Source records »
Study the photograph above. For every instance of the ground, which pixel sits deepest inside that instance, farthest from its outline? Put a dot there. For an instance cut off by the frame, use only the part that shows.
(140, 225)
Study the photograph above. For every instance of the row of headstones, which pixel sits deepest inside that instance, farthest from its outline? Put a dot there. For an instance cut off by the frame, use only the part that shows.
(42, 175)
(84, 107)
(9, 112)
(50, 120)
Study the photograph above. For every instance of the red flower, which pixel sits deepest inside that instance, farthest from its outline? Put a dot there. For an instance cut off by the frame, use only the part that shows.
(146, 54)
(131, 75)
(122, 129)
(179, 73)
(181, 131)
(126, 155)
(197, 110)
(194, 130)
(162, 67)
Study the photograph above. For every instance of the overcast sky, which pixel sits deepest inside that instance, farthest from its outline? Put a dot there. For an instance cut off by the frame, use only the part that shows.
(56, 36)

---

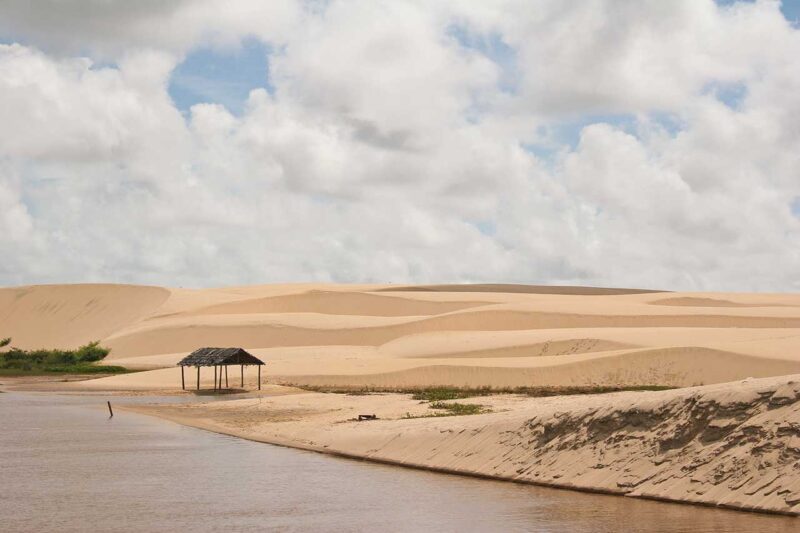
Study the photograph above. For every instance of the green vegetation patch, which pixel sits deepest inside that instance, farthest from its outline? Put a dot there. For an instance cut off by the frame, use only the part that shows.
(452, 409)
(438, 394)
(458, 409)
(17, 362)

Set task » Locate each line above containing the word "only" and copy those lines. Case counts, so a match must have the same capitalization.

Task output »
Study the photograph above. For every instance of the ground, which pixel sits deepest inside that instance, farthest from its outline? Put a dot there. For an instance cut off by the frame, use only the part that shows.
Study the photograph above. For every instance of the row of headstones, which pixel sits deepest inside that instance, farthest from its outline? Put a dot there. For an instance cut off by the frame, use only the part that shows.
Study the photograph above. For every instance of the red flower, which pixel sits deepest inside that instance, farthest from its outline? Put a dot there. For an instance cut off by the frame, use only the part that shows.
Study the photograph above. For every instance of the overcast sky, which pixel sits deepest inside that instance, farthest from its outline? Put a dot there. For an instance cut off by the frame, use only the part that shows.
Study the photograph above. For every instance of the green vegetation patch, which pixel sits deepest inside that instance, farthest from its outline? Put a dot there. For an instance cut off by the frame, use only the part that shows.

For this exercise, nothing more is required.